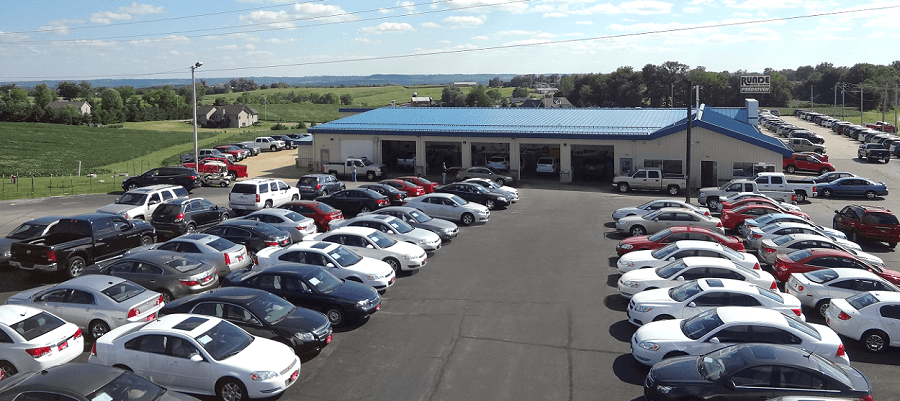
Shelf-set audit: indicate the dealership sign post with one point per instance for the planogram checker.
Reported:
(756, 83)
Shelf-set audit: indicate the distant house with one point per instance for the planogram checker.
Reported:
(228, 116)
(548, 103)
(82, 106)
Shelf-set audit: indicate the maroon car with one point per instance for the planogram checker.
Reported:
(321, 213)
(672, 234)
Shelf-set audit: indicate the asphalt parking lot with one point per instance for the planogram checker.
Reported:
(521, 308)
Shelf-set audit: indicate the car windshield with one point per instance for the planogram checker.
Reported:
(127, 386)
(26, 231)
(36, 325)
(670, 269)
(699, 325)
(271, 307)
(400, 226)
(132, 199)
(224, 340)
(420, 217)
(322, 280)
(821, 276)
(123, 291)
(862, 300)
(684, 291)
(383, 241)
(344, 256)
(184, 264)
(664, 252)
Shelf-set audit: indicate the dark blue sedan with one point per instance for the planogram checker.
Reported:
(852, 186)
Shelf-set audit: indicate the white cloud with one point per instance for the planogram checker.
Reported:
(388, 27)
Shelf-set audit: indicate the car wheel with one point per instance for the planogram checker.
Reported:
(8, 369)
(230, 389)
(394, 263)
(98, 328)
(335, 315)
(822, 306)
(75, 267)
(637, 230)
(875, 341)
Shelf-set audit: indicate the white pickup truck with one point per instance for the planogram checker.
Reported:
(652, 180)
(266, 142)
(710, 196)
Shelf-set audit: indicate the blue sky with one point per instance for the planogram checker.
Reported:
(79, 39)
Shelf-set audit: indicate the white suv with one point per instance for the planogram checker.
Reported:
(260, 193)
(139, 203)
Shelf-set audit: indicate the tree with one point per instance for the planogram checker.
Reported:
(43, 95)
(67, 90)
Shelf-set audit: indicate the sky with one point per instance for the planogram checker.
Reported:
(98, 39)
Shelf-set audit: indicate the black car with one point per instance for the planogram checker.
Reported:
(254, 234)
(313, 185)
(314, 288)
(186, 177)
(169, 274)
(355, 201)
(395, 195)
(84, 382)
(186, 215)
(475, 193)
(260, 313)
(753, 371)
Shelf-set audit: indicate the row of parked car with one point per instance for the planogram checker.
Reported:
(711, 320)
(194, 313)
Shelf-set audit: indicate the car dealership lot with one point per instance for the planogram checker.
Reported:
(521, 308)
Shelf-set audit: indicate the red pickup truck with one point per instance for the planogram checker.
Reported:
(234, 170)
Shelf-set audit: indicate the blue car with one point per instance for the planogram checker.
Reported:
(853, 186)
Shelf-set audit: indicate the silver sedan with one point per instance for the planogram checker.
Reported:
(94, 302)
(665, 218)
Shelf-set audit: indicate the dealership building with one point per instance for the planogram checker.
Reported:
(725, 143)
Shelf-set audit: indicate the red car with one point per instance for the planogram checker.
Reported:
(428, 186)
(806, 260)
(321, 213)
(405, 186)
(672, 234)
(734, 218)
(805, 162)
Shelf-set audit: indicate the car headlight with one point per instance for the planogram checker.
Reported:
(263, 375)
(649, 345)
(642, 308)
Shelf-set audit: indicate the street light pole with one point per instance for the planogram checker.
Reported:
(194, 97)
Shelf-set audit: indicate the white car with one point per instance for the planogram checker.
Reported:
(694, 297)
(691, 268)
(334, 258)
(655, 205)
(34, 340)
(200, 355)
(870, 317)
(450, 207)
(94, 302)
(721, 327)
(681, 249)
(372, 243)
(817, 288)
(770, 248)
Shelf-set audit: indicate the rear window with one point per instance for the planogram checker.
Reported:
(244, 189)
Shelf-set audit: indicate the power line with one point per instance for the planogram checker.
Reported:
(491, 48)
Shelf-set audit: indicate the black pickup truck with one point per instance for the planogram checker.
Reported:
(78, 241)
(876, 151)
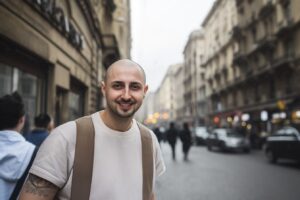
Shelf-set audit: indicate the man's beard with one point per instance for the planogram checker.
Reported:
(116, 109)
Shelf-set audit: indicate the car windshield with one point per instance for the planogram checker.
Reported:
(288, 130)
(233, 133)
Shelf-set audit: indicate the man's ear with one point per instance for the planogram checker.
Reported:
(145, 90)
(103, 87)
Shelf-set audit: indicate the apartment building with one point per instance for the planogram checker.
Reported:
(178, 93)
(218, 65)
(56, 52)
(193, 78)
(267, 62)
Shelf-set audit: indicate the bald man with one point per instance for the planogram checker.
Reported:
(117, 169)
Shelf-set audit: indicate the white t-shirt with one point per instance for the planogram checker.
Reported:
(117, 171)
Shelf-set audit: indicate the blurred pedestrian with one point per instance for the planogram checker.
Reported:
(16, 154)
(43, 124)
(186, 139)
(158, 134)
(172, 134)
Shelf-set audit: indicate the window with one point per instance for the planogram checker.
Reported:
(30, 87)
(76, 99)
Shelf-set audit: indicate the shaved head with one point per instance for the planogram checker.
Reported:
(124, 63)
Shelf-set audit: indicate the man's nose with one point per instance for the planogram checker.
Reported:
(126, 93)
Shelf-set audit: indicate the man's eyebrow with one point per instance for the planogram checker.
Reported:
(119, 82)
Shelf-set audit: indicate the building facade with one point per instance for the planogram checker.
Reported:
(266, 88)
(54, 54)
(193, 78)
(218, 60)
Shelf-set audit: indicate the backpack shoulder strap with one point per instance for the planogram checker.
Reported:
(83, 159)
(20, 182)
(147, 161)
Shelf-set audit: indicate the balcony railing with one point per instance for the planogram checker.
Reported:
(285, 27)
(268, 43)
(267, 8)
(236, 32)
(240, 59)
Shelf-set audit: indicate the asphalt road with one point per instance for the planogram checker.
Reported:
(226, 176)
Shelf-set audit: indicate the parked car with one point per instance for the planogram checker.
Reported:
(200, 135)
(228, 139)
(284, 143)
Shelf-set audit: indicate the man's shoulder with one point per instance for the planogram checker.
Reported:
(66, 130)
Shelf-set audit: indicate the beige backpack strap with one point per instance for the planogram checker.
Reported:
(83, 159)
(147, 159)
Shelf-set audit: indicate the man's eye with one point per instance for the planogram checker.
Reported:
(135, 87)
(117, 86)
····················
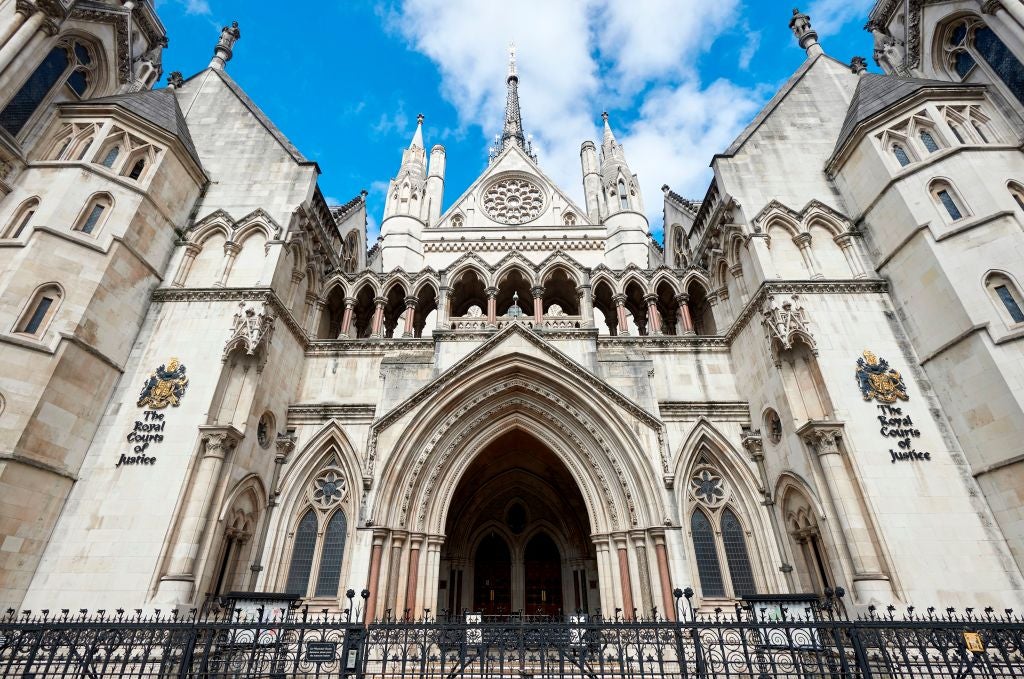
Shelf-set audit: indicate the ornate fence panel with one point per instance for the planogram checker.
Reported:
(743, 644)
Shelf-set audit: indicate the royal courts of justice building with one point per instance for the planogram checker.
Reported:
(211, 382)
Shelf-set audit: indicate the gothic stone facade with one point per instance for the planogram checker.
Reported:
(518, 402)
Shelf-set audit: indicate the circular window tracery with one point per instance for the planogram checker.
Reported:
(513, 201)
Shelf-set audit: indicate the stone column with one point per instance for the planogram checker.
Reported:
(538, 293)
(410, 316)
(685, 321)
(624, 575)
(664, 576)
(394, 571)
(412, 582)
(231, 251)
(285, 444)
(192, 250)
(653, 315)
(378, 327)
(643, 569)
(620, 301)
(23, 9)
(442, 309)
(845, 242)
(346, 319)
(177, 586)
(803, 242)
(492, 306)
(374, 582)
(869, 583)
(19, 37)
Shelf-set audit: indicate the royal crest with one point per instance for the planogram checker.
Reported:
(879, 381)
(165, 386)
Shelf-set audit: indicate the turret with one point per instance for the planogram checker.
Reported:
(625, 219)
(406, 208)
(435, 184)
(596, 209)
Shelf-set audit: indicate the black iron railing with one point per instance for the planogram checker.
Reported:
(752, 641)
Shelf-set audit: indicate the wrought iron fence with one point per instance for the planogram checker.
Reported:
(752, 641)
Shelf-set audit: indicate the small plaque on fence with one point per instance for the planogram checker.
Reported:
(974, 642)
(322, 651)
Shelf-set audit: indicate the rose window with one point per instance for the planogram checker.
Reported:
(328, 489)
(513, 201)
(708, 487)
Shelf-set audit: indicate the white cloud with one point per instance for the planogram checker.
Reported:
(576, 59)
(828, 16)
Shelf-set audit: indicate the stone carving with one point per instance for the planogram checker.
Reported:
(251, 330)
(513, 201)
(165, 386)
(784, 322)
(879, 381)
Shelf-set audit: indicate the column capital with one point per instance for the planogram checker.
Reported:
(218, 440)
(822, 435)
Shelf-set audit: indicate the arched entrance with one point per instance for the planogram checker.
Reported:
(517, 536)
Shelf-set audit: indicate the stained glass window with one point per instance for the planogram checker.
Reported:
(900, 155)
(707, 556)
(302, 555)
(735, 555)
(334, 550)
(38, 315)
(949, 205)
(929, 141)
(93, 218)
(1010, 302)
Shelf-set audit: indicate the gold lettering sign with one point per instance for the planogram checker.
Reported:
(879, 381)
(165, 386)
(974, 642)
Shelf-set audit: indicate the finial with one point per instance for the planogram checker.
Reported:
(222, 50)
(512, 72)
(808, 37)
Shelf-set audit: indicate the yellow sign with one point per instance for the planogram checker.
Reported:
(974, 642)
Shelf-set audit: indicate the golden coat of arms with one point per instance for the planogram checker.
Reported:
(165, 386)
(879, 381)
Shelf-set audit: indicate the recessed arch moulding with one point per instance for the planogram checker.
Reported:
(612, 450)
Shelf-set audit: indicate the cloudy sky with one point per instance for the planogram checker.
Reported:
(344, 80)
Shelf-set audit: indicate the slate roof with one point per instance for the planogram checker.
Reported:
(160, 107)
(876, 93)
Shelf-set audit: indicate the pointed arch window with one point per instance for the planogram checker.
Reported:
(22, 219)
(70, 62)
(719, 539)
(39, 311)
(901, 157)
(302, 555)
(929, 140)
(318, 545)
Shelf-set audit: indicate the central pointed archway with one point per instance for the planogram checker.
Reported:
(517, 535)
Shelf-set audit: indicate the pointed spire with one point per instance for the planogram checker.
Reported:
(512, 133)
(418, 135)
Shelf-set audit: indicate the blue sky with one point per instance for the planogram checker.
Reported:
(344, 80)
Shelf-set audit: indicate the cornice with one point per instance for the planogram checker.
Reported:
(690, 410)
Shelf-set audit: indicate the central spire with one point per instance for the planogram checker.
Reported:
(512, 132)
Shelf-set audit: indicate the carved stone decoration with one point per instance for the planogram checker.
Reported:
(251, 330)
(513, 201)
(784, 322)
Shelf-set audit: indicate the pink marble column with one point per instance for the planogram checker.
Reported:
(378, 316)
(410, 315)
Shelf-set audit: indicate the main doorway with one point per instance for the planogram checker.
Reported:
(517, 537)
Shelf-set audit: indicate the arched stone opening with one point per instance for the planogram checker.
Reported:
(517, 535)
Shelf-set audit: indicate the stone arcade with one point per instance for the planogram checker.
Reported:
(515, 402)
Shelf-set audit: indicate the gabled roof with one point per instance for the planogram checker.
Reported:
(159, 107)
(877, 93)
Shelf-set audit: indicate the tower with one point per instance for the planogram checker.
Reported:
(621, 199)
····················
### DIRECTIONS FOR THIS TASK
Lines containing the word "pointed" are to be pulled from the records and copied.

### FINAL ANSWER
Shelf-set audit: indicate the pointed arch window with one point per instance for the planogram checker.
Shelf-set audit: indicate the central pointed archway with one point per instance for the planogram checker.
Shelf-set audit: indicate the pointed spire with one point per instance for the planogram checker.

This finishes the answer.